### Your tasks:
a) Translate this sentence from the notebook excerpt on PDF text extraction into Spanish: "You’ll build a question-answering pipeline using Hugging Face to retrieve specific answers from the document."
b) In the notebook excerpt on PDF text extraction, which package is installed with pip before the PDF is read?
c) Pick up the notebook excerpt on PDF text extraction after its last line and write what comes next.

### Source:
In this exercise, you’ll load the US_Employee_Policy.pdf, extract its content page by page, and combine it into a single string, preparing the text for a question-answering pipeline.

In [None]:
!pip install pypdf
from pypdf import PdfReader

# Extract text from the PDF
reader = PdfReader("AI Agents vs. Agentic AI.pdf")

# Extract text from all pages
document_text = ""
for page in reader.pages:
    document_text += page.extract_text()

print(document_text)

## Building a Q&A pipeline

You’ll build a question-answering pipeline using Hugging Face to retrieve specific answers from the document.

In [None]:
!pip install pypdf
from pypdf import PdfReader

# Extract text from the PDF
reader = PdfReader("AI Agents vs. Agentic AI.pdf")

### Raw records:
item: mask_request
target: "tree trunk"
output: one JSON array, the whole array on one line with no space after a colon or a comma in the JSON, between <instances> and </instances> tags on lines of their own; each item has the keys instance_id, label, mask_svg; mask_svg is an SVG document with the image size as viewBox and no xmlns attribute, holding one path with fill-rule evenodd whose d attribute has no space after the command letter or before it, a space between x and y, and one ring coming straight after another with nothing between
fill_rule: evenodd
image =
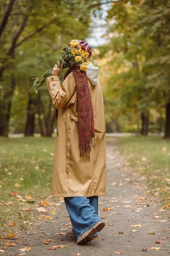
<instances>
[{"instance_id":1,"label":"tree trunk","mask_svg":"<svg viewBox=\"0 0 170 256\"><path fill-rule=\"evenodd\" d=\"M34 133L34 121L37 101L29 94L28 103L26 124L25 127L25 136L33 136Z\"/></svg>"},{"instance_id":2,"label":"tree trunk","mask_svg":"<svg viewBox=\"0 0 170 256\"><path fill-rule=\"evenodd\" d=\"M7 99L5 104L5 108L1 109L1 124L0 126L0 136L7 137L9 132L9 122L10 117L11 110L12 106L12 99L15 86L15 81L13 75L12 74L11 80L11 86L9 86L9 91L5 94L4 99ZM6 98L7 97L7 98ZM2 105L3 103L2 103ZM1 108L4 106L1 106Z\"/></svg>"},{"instance_id":3,"label":"tree trunk","mask_svg":"<svg viewBox=\"0 0 170 256\"><path fill-rule=\"evenodd\" d=\"M166 120L164 138L170 139L170 102L166 105Z\"/></svg>"},{"instance_id":4,"label":"tree trunk","mask_svg":"<svg viewBox=\"0 0 170 256\"><path fill-rule=\"evenodd\" d=\"M41 98L40 92L38 93L38 112L39 114L39 121L41 135L44 137L51 137L53 132L54 123L54 111L51 99L49 97L48 111L45 111L43 101Z\"/></svg>"},{"instance_id":5,"label":"tree trunk","mask_svg":"<svg viewBox=\"0 0 170 256\"><path fill-rule=\"evenodd\" d=\"M141 135L147 136L148 133L148 111L143 112L141 114L142 127L141 129Z\"/></svg>"}]
</instances>

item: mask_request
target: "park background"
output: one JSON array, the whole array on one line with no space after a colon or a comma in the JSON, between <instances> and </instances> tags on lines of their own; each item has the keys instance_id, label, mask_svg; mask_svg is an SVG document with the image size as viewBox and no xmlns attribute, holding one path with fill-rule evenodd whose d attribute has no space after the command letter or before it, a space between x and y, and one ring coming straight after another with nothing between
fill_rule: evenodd
<instances>
[{"instance_id":1,"label":"park background","mask_svg":"<svg viewBox=\"0 0 170 256\"><path fill-rule=\"evenodd\" d=\"M3 249L51 200L54 107L45 83L27 92L73 39L89 43L99 67L106 135L136 135L111 141L125 170L169 210L170 14L169 0L0 1Z\"/></svg>"}]
</instances>

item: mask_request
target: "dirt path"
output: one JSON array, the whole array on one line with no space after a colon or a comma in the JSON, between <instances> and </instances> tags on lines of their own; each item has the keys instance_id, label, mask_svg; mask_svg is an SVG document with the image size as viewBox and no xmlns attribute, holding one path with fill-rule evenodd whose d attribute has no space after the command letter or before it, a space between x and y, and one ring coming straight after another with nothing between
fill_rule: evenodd
<instances>
[{"instance_id":1,"label":"dirt path","mask_svg":"<svg viewBox=\"0 0 170 256\"><path fill-rule=\"evenodd\" d=\"M155 199L146 193L145 180L132 172L116 144L113 138L107 139L107 195L99 198L99 215L106 226L99 237L78 245L75 238L58 234L71 226L64 204L62 200L50 198L48 202L51 203L46 205L44 198L41 207L46 212L37 211L37 218L31 220L33 225L29 223L29 231L19 232L15 239L8 240L15 246L7 246L6 241L1 243L0 249L4 252L0 255L170 255L168 216ZM61 245L63 246L51 249ZM25 247L31 250L18 250Z\"/></svg>"}]
</instances>

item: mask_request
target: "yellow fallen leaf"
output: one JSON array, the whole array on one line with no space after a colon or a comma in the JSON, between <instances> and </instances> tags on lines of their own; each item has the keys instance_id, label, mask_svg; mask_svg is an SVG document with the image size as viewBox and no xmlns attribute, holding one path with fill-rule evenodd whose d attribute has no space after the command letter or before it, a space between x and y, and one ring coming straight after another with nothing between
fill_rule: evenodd
<instances>
[{"instance_id":1,"label":"yellow fallen leaf","mask_svg":"<svg viewBox=\"0 0 170 256\"><path fill-rule=\"evenodd\" d=\"M160 247L152 247L151 249L152 250L162 250L162 248Z\"/></svg>"},{"instance_id":2,"label":"yellow fallen leaf","mask_svg":"<svg viewBox=\"0 0 170 256\"><path fill-rule=\"evenodd\" d=\"M9 226L16 226L16 225L17 225L16 223L15 222L14 222L13 223L9 223L8 224Z\"/></svg>"},{"instance_id":3,"label":"yellow fallen leaf","mask_svg":"<svg viewBox=\"0 0 170 256\"><path fill-rule=\"evenodd\" d=\"M31 248L29 246L27 246L27 247L24 247L24 248L22 248L20 249L18 249L18 251L20 251L21 252L27 252L27 251L31 250Z\"/></svg>"},{"instance_id":4,"label":"yellow fallen leaf","mask_svg":"<svg viewBox=\"0 0 170 256\"><path fill-rule=\"evenodd\" d=\"M6 245L7 245L8 246L16 246L16 245L15 244L10 244L9 243L8 243L8 242L7 242L7 243L6 243Z\"/></svg>"},{"instance_id":5,"label":"yellow fallen leaf","mask_svg":"<svg viewBox=\"0 0 170 256\"><path fill-rule=\"evenodd\" d=\"M115 207L112 207L110 208L104 208L103 209L103 211L111 211L112 209L114 209Z\"/></svg>"},{"instance_id":6,"label":"yellow fallen leaf","mask_svg":"<svg viewBox=\"0 0 170 256\"><path fill-rule=\"evenodd\" d=\"M66 246L67 246L67 245L54 245L52 248L64 248Z\"/></svg>"},{"instance_id":7,"label":"yellow fallen leaf","mask_svg":"<svg viewBox=\"0 0 170 256\"><path fill-rule=\"evenodd\" d=\"M162 209L164 209L164 208L166 208L167 207L168 207L168 206L170 206L170 204L166 204L166 205L164 205L164 206L163 206L163 207L162 207Z\"/></svg>"},{"instance_id":8,"label":"yellow fallen leaf","mask_svg":"<svg viewBox=\"0 0 170 256\"><path fill-rule=\"evenodd\" d=\"M137 225L132 225L130 227L141 227L141 224L137 224Z\"/></svg>"},{"instance_id":9,"label":"yellow fallen leaf","mask_svg":"<svg viewBox=\"0 0 170 256\"><path fill-rule=\"evenodd\" d=\"M8 237L13 237L15 236L15 234L8 234L7 235Z\"/></svg>"},{"instance_id":10,"label":"yellow fallen leaf","mask_svg":"<svg viewBox=\"0 0 170 256\"><path fill-rule=\"evenodd\" d=\"M38 210L38 211L43 211L43 212L46 211L46 210L44 209L44 208L43 208L42 207L39 207L38 208L37 208L37 210Z\"/></svg>"},{"instance_id":11,"label":"yellow fallen leaf","mask_svg":"<svg viewBox=\"0 0 170 256\"><path fill-rule=\"evenodd\" d=\"M46 219L47 220L51 220L51 219L53 218L51 217L50 217L50 216L44 216L43 218L43 219Z\"/></svg>"}]
</instances>

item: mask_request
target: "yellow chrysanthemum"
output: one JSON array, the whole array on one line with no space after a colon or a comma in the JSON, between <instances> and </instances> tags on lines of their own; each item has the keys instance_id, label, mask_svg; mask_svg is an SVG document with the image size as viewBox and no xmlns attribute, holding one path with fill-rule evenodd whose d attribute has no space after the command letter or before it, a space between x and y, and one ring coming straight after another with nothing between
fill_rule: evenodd
<instances>
[{"instance_id":1,"label":"yellow chrysanthemum","mask_svg":"<svg viewBox=\"0 0 170 256\"><path fill-rule=\"evenodd\" d=\"M86 70L87 69L87 65L86 65L84 63L80 65L80 68L81 70L84 71L84 70Z\"/></svg>"},{"instance_id":2,"label":"yellow chrysanthemum","mask_svg":"<svg viewBox=\"0 0 170 256\"><path fill-rule=\"evenodd\" d=\"M71 47L74 47L76 45L79 45L79 42L78 40L73 39L71 40L69 44Z\"/></svg>"},{"instance_id":3,"label":"yellow chrysanthemum","mask_svg":"<svg viewBox=\"0 0 170 256\"><path fill-rule=\"evenodd\" d=\"M82 60L82 58L81 58L80 56L78 56L75 57L75 59L76 61L80 61Z\"/></svg>"}]
</instances>

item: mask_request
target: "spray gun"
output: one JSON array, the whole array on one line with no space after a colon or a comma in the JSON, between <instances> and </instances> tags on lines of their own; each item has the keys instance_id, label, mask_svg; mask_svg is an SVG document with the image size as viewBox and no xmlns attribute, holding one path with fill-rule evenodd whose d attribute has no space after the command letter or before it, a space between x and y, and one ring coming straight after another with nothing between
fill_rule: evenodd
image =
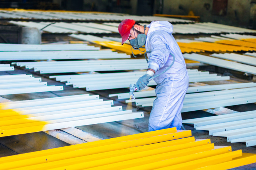
<instances>
[{"instance_id":1,"label":"spray gun","mask_svg":"<svg viewBox=\"0 0 256 170\"><path fill-rule=\"evenodd\" d=\"M148 80L148 82L152 79L152 78L150 78L149 79L149 80ZM129 93L129 95L131 96L131 98L130 99L131 100L135 100L135 97L133 94L133 92L137 90L138 90L138 89L135 87L135 84L130 84L130 92Z\"/></svg>"},{"instance_id":2,"label":"spray gun","mask_svg":"<svg viewBox=\"0 0 256 170\"><path fill-rule=\"evenodd\" d=\"M147 51L146 53L147 52L151 52L151 51ZM145 58L146 59L146 60L147 60L147 62L148 63L147 59L147 57L146 57L146 53L145 53ZM148 82L150 81L152 79L154 79L155 78L158 77L159 75L161 75L161 74L163 74L163 73L165 73L166 72L166 71L169 70L171 67L172 66L172 65L173 64L173 63L174 63L174 62L175 61L175 57L172 54L172 53L170 53L170 54L173 58L173 62L172 63L170 64L170 65L169 66L169 67L168 67L168 68L166 68L166 69L165 69L162 72L160 73L160 74L158 74L157 75L156 75L154 76L153 76L150 79L149 79L149 80L148 80ZM134 92L135 91L138 90L137 88L136 88L136 87L135 86L135 84L130 84L130 92L129 93L129 95L130 96L130 99L131 100L135 100L135 97L134 96L134 95L133 94L133 92Z\"/></svg>"}]
</instances>

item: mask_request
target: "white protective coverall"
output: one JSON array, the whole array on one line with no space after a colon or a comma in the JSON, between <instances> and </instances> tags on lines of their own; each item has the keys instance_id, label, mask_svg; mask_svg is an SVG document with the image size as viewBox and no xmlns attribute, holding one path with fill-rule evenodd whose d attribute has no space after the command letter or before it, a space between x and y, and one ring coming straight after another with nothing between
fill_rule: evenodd
<instances>
[{"instance_id":1,"label":"white protective coverall","mask_svg":"<svg viewBox=\"0 0 256 170\"><path fill-rule=\"evenodd\" d=\"M150 113L148 131L173 127L181 129L181 111L188 87L188 76L184 58L172 33L172 25L167 21L152 22L147 35L145 47L151 51L149 56L148 68L156 71L155 75L162 72L175 62L166 72L154 79L157 84L157 98Z\"/></svg>"}]
</instances>

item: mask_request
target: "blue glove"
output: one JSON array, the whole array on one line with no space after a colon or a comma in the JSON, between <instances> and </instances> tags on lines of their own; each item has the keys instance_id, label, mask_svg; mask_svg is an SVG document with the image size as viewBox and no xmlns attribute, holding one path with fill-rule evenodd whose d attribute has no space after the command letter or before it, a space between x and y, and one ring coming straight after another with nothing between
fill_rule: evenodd
<instances>
[{"instance_id":1,"label":"blue glove","mask_svg":"<svg viewBox=\"0 0 256 170\"><path fill-rule=\"evenodd\" d=\"M144 88L147 84L148 84L149 80L151 78L151 76L149 74L146 74L142 77L139 78L137 83L135 84L136 88L139 90L141 90Z\"/></svg>"}]
</instances>

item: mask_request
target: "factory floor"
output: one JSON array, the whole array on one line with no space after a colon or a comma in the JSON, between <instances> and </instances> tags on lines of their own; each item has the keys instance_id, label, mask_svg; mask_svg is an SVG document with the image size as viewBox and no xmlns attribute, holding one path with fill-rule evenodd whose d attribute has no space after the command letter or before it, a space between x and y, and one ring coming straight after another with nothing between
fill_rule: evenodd
<instances>
[{"instance_id":1,"label":"factory floor","mask_svg":"<svg viewBox=\"0 0 256 170\"><path fill-rule=\"evenodd\" d=\"M127 105L125 103L125 100L118 100L117 97L110 98L108 97L108 94L128 92L129 92L128 88L86 91L84 89L73 88L72 86L65 86L64 83L49 79L48 78L49 75L39 75L38 73L34 72L31 70L24 69L22 68L16 67L14 71L0 72L0 75L21 74L33 74L36 77L41 77L42 78L42 82L47 82L49 85L63 86L64 90L5 95L1 96L2 97L13 101L19 101L84 94L90 94L91 95L99 94L100 95L100 98L103 99L104 100L110 99L114 100L114 106L122 106L124 110L125 110L127 108ZM241 82L250 82L239 79L231 79L231 80L228 81L204 83L210 84L225 84L235 82L238 82L240 80ZM151 108L151 107L138 108L134 104L132 106L132 109L134 111L143 111L144 118L82 126L76 127L103 139L115 138L146 132L147 130L148 118ZM229 107L230 107L229 108L235 110L237 110L237 111L241 111L240 110L246 111L256 110L256 104L252 103ZM203 114L206 115L208 114L203 111L194 111L189 113L182 113L182 117L184 119L187 119L202 116L202 112L204 113ZM232 147L233 151L242 149L243 152L256 154L256 147L246 147L245 143L242 143L227 142L226 138L209 136L208 131L196 130L193 127L186 124L184 124L184 126L185 129L191 130L192 132L192 135L194 136L196 139L210 139L211 142L214 143L215 145L216 146L230 146ZM69 145L69 144L42 132L2 137L0 138L0 157ZM256 169L256 163L236 168L234 169Z\"/></svg>"}]
</instances>

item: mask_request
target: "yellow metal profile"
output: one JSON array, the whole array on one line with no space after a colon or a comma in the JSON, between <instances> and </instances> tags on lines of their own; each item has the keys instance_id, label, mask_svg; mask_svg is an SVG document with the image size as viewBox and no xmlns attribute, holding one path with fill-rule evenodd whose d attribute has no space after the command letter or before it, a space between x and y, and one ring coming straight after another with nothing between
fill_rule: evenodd
<instances>
[{"instance_id":1,"label":"yellow metal profile","mask_svg":"<svg viewBox=\"0 0 256 170\"><path fill-rule=\"evenodd\" d=\"M90 154L96 154L101 152L110 151L160 142L170 140L174 140L190 136L191 136L191 131L184 131L177 133L166 134L150 138L144 138L139 139L114 143L100 146L87 148L80 148L78 150L73 150L71 151L65 152L62 152L61 153L56 153L53 154L52 154L50 155L38 156L35 158L30 157L29 158L27 159L25 161L23 161L22 160L16 160L15 162L12 161L10 163L9 163L7 161L5 161L5 163L1 162L1 167L0 167L0 169L2 169L1 168L2 168L3 169L5 169L4 168L9 167L10 166L15 166L14 164L26 166L30 165L31 162L33 162L33 163L42 163L46 162L68 159L73 157L74 157L73 155L76 155L76 157L81 157ZM0 161L1 161L1 159L0 159ZM8 161L8 162L10 163L10 162Z\"/></svg>"},{"instance_id":2,"label":"yellow metal profile","mask_svg":"<svg viewBox=\"0 0 256 170\"><path fill-rule=\"evenodd\" d=\"M249 38L248 39L242 39L241 40L243 41L246 41L249 42L256 43L256 39L255 38Z\"/></svg>"},{"instance_id":3,"label":"yellow metal profile","mask_svg":"<svg viewBox=\"0 0 256 170\"><path fill-rule=\"evenodd\" d=\"M241 40L220 40L219 41L215 41L215 43L220 44L232 45L233 46L247 47L251 47L254 48L256 48L256 43Z\"/></svg>"},{"instance_id":4,"label":"yellow metal profile","mask_svg":"<svg viewBox=\"0 0 256 170\"><path fill-rule=\"evenodd\" d=\"M195 48L206 51L220 52L238 51L248 51L256 50L256 48L254 48L233 46L217 43L208 43L206 42L190 43L178 42L177 43L181 48L185 47Z\"/></svg>"},{"instance_id":5,"label":"yellow metal profile","mask_svg":"<svg viewBox=\"0 0 256 170\"><path fill-rule=\"evenodd\" d=\"M242 150L221 154L207 158L200 159L189 162L184 162L183 163L166 166L159 168L158 170L174 169L193 169L219 163L231 161L232 159L242 156Z\"/></svg>"},{"instance_id":6,"label":"yellow metal profile","mask_svg":"<svg viewBox=\"0 0 256 170\"><path fill-rule=\"evenodd\" d=\"M106 47L110 48L113 48L116 50L124 52L128 54L132 54L132 49L130 45L124 44L123 45L120 42L116 41L94 41L94 43L99 44L101 46ZM144 48L140 48L140 51L133 50L132 51L135 55L138 54L143 54L146 51Z\"/></svg>"},{"instance_id":7,"label":"yellow metal profile","mask_svg":"<svg viewBox=\"0 0 256 170\"><path fill-rule=\"evenodd\" d=\"M136 166L131 167L129 168L125 168L125 170L138 169L140 170L147 169L155 169L168 167L171 165L176 164L182 164L187 162L194 160L203 158L214 155L219 155L220 154L231 152L231 147L227 146L219 149L211 150L210 150L204 151L197 152L195 153L181 155L180 157L172 157L166 158L165 160L161 161L150 163L148 164L139 165ZM188 169L192 168L189 168Z\"/></svg>"},{"instance_id":8,"label":"yellow metal profile","mask_svg":"<svg viewBox=\"0 0 256 170\"><path fill-rule=\"evenodd\" d=\"M157 149L171 147L171 146L175 148L175 149L176 149L176 146L182 144L184 144L183 145L185 145L185 144L188 145L190 143L193 143L193 142L194 142L195 138L193 137L190 137L78 157L74 157L68 159L42 163L40 164L40 168L38 168L38 166L36 164L26 166L25 167L27 170L35 169L38 170L48 169L52 168L64 169L65 168L67 168L70 165L83 162L84 160L86 160L86 162L88 162L89 161L92 161L98 159L102 159L110 157L113 158L117 156L118 157L122 156L122 155L125 154L127 155L128 154L144 151L151 151ZM205 142L206 144L207 143L207 142L210 142L210 140L208 140L208 141L206 141ZM198 143L197 144L199 145L200 144ZM138 156L140 156L139 155L137 155ZM72 169L73 168L72 168Z\"/></svg>"},{"instance_id":9,"label":"yellow metal profile","mask_svg":"<svg viewBox=\"0 0 256 170\"><path fill-rule=\"evenodd\" d=\"M47 156L48 155L68 152L82 149L90 148L93 147L105 146L117 143L131 141L134 140L146 138L153 137L163 135L175 133L177 132L176 128L172 128L159 130L156 131L146 132L142 134L125 136L95 141L93 142L88 142L80 144L71 145L65 147L54 148L51 149L44 150L31 153L28 153L19 155L16 155L9 157L0 158L0 164L7 162L14 161L22 159L34 158L36 157ZM191 131L190 135L191 136ZM0 167L1 166L0 166Z\"/></svg>"},{"instance_id":10,"label":"yellow metal profile","mask_svg":"<svg viewBox=\"0 0 256 170\"><path fill-rule=\"evenodd\" d=\"M205 166L198 169L200 170L212 169L225 170L241 166L255 163L256 154L242 153L242 156L236 158L230 161Z\"/></svg>"},{"instance_id":11,"label":"yellow metal profile","mask_svg":"<svg viewBox=\"0 0 256 170\"><path fill-rule=\"evenodd\" d=\"M161 161L166 159L178 157L182 155L189 155L210 150L214 148L213 144L207 144L188 149L181 149L177 151L167 152L161 154L155 154L152 156L142 157L137 159L132 159L128 161L120 162L115 163L109 164L102 166L98 166L97 164L94 165L94 167L88 168L86 167L83 169L93 170L96 169L113 170L121 169L128 167L133 167L143 164L149 163L153 162ZM105 163L106 164L106 163Z\"/></svg>"},{"instance_id":12,"label":"yellow metal profile","mask_svg":"<svg viewBox=\"0 0 256 170\"><path fill-rule=\"evenodd\" d=\"M255 154L195 141L191 132L172 128L0 158L0 169L223 169L256 162Z\"/></svg>"}]
</instances>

### Task-by-task results:
a) Construirás un pipeline de preguntas y respuestas con Hugging Face para obtener respuestas específicas del documento.

b) pypdf

c)
# Extract text from all pages
document_text = ""
for page in reader.pages:
    document_text += page.extract_text()

# Load the question-answering pipeline
qa_pipeline = pipeline(task="question-answering", model="distilbert-base-cased-distilled-squad")

question = "What is Negative Sample Integration?"

# Get the answer from the QA pipeline
result = qa_pipeline(question=question, context=document_text)

# Print the answer
print(f"Answer: {result['answer']}")